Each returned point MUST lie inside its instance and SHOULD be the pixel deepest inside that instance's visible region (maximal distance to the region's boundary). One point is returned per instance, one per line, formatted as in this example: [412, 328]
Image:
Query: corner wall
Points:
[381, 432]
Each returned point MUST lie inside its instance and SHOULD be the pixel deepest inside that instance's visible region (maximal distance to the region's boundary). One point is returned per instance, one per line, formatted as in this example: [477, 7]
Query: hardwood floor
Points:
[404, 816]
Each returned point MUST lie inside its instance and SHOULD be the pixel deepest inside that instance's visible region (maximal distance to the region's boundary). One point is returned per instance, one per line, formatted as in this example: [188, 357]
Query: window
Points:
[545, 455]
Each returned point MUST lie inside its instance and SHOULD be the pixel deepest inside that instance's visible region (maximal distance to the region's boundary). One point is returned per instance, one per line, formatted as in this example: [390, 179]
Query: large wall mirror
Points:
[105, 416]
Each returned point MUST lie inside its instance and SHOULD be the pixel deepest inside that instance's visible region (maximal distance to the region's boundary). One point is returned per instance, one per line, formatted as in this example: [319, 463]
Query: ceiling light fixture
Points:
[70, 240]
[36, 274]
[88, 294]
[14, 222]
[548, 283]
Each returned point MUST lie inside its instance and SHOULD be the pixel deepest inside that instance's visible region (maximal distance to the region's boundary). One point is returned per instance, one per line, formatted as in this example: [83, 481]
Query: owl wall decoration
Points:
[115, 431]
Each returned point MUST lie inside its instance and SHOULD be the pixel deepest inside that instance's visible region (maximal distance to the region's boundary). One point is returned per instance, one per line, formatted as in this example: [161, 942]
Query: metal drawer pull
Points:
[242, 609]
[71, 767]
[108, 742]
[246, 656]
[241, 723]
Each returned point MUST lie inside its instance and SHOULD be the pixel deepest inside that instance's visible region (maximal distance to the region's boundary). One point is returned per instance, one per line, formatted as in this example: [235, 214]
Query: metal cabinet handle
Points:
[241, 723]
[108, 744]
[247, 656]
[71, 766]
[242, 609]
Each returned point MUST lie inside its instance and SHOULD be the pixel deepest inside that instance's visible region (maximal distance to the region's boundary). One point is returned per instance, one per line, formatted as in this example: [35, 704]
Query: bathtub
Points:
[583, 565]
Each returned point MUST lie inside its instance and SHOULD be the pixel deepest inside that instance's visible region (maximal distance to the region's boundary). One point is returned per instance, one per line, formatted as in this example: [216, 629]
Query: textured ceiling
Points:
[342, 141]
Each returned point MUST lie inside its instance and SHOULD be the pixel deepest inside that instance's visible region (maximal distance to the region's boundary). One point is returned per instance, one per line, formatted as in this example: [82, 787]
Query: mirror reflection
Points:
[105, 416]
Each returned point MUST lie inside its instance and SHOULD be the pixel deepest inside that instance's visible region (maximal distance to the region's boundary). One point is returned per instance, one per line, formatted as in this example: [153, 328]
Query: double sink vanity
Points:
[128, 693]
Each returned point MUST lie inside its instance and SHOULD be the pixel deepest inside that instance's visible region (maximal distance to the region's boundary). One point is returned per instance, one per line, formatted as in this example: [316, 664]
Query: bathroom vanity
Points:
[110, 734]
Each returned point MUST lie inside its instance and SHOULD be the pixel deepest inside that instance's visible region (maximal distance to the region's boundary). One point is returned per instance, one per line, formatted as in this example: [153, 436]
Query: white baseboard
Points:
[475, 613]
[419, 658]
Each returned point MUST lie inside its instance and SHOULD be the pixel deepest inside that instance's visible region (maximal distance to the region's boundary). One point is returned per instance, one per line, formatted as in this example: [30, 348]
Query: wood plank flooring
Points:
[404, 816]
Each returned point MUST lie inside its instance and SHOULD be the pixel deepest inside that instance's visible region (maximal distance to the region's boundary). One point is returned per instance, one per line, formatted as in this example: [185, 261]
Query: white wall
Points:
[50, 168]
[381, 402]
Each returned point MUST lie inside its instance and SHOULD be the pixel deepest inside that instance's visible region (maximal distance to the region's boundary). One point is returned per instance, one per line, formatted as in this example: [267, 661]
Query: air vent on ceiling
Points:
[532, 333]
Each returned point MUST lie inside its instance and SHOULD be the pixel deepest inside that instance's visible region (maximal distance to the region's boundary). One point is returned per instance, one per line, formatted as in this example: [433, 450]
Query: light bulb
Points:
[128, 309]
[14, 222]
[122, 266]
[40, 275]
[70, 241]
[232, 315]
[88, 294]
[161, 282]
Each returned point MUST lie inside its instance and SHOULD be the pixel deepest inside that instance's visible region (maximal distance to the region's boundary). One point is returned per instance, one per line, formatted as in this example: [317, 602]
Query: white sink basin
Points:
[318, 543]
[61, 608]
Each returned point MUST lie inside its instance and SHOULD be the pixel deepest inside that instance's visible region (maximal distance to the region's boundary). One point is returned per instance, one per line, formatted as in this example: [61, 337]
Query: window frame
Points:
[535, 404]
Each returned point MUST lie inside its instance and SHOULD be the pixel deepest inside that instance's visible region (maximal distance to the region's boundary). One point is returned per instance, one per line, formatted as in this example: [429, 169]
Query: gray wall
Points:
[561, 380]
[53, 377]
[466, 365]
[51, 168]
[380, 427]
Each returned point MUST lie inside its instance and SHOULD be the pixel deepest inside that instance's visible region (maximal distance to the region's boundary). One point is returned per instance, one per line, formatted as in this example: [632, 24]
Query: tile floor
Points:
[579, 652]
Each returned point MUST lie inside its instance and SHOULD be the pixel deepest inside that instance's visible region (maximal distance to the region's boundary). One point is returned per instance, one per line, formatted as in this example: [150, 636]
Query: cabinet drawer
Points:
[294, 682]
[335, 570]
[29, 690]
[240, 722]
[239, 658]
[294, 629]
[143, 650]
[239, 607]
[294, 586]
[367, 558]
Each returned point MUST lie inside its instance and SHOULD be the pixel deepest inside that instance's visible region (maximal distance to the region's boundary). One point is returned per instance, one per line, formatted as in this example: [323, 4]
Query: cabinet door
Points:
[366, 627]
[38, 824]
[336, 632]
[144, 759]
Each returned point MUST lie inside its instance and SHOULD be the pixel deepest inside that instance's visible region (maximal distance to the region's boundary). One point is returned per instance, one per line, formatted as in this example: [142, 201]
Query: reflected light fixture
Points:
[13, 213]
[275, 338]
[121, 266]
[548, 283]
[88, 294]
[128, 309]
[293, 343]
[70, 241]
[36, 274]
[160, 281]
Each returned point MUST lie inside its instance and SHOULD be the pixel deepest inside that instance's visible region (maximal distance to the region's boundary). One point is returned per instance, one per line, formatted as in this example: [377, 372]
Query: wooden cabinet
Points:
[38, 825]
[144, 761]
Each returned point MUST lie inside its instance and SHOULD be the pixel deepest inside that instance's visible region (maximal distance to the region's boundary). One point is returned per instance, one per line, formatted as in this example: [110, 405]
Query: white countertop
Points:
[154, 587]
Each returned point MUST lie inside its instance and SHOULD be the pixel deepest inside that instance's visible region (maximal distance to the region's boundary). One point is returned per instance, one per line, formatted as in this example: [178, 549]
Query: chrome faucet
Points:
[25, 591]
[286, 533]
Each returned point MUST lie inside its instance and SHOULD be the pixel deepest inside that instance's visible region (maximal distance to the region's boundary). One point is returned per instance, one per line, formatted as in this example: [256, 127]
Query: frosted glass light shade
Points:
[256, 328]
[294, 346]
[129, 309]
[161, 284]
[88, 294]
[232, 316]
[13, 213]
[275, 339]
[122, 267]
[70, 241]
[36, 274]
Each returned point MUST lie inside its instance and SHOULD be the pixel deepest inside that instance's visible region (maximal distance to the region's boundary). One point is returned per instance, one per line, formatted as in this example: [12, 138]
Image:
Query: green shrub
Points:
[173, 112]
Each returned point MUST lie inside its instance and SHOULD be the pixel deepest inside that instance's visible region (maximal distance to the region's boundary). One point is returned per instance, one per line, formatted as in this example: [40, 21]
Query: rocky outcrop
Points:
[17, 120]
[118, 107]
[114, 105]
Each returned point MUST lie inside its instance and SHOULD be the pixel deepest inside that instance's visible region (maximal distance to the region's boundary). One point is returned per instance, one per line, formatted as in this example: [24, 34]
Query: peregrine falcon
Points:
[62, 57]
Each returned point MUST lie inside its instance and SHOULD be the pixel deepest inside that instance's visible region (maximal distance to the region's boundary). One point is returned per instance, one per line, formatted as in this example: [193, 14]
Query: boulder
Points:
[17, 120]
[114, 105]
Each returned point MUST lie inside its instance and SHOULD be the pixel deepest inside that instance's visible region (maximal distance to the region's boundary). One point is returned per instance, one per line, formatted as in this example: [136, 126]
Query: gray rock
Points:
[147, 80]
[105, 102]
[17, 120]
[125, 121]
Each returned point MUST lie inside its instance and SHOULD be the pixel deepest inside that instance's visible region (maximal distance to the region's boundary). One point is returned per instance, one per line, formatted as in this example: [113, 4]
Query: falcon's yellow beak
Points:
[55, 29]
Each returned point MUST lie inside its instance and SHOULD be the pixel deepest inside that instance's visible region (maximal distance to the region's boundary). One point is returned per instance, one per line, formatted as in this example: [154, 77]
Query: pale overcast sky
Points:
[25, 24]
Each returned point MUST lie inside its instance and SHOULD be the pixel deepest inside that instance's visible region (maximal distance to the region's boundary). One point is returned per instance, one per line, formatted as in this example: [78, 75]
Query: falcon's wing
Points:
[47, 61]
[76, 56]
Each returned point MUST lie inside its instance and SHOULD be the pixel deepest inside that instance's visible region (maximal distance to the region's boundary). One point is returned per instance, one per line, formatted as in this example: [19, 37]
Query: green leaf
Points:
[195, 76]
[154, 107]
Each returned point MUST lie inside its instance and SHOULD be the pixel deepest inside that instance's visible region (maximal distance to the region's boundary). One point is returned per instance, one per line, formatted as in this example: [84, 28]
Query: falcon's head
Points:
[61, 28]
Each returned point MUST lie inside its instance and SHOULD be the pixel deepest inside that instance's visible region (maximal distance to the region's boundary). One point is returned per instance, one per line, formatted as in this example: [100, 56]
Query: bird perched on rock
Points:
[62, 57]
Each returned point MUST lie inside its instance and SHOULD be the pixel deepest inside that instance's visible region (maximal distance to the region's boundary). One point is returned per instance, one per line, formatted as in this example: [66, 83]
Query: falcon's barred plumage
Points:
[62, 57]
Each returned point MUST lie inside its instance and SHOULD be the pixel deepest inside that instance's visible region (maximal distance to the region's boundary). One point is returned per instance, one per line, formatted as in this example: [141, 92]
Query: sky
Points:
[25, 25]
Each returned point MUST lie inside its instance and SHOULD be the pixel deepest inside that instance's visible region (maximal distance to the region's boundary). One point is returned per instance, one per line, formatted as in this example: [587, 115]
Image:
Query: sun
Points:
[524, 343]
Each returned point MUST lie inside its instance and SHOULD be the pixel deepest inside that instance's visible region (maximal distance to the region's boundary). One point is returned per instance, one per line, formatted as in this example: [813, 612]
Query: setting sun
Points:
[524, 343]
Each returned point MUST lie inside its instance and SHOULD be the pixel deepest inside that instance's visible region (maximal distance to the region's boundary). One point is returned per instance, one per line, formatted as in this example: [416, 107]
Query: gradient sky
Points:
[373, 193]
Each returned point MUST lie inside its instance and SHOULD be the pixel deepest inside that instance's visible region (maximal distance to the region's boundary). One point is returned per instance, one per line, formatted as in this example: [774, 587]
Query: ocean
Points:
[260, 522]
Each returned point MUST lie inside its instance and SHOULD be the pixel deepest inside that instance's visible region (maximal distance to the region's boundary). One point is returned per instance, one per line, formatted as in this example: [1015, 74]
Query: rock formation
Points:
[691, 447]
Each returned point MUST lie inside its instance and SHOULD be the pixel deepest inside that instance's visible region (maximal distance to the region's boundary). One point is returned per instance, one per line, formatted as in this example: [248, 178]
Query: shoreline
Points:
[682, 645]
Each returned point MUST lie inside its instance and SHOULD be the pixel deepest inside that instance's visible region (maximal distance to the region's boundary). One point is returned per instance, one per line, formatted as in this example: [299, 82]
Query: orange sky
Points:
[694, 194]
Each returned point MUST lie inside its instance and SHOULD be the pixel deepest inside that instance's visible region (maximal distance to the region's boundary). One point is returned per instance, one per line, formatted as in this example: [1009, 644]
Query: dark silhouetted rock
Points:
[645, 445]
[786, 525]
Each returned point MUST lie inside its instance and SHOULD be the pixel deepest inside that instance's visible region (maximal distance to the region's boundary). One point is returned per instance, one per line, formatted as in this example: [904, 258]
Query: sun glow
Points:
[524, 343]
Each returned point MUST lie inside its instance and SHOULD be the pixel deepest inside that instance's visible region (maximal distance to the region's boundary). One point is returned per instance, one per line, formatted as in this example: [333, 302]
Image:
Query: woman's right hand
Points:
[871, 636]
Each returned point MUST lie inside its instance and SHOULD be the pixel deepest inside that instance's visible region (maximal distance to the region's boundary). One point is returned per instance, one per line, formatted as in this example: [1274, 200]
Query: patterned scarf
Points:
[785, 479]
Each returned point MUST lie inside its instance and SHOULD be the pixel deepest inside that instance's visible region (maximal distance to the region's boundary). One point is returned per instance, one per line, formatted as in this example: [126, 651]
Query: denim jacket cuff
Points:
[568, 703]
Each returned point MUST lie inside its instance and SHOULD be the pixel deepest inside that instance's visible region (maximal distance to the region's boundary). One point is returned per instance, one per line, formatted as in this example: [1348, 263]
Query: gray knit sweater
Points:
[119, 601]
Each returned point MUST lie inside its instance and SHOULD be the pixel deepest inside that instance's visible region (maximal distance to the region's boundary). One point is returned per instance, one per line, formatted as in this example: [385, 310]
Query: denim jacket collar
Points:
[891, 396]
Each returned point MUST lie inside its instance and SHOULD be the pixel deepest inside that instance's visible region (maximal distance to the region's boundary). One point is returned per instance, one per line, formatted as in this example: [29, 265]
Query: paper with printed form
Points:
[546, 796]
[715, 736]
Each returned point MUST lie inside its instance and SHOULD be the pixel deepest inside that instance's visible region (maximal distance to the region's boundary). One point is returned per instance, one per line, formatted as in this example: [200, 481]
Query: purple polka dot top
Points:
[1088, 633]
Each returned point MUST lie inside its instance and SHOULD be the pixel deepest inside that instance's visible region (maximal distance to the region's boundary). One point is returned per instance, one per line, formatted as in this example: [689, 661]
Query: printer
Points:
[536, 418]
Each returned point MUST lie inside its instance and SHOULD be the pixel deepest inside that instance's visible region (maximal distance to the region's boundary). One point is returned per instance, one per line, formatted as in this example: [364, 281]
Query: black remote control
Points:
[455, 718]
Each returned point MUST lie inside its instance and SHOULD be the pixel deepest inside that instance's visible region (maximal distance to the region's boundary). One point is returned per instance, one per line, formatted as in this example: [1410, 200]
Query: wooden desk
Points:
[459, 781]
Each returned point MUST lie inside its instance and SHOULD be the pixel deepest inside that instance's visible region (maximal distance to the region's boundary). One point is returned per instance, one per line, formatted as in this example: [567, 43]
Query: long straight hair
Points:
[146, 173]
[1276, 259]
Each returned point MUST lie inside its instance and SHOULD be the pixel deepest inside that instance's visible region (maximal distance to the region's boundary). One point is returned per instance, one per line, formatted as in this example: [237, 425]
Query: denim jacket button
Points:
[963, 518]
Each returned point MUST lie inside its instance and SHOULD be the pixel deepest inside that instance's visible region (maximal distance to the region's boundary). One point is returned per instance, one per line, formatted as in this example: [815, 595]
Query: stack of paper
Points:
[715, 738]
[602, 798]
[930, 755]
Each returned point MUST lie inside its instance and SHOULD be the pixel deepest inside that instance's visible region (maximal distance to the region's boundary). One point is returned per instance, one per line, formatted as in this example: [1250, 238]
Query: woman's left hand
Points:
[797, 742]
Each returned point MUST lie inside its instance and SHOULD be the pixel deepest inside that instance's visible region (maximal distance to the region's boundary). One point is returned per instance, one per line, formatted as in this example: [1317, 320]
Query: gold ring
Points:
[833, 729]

+++

▸ Problem description
Set down, unchanged, the line that contains "example: [815, 595]" together with every later line in the records, through the last one.

▸ Answer to the problem
Each returned point MUST lie inside its instance and SHOULD be the pixel deepest inside that instance's visible region (maximal distance to the region's boundary). One point is returned per instance, one per line, formatted as in this example: [815, 595]
Query: stack of paper
Points:
[715, 738]
[602, 798]
[930, 755]
Each returned point MUST lie inside its instance and SHOULD be the pixel deepest inside that instance's visible region (maximal distance to the region's boundary). One point is returned per instance, one per line, formatted as in this example: [1250, 238]
Query: woman's left hand
Points:
[797, 742]
Each returned point MUST lie inside its instance and SHOULD be the pixel deepest inside that instance's visible region (maximal distance to the region's boundary). One point is returned per instance, one per line, formatted as in this example: [1317, 320]
Query: gold ring
Points:
[833, 729]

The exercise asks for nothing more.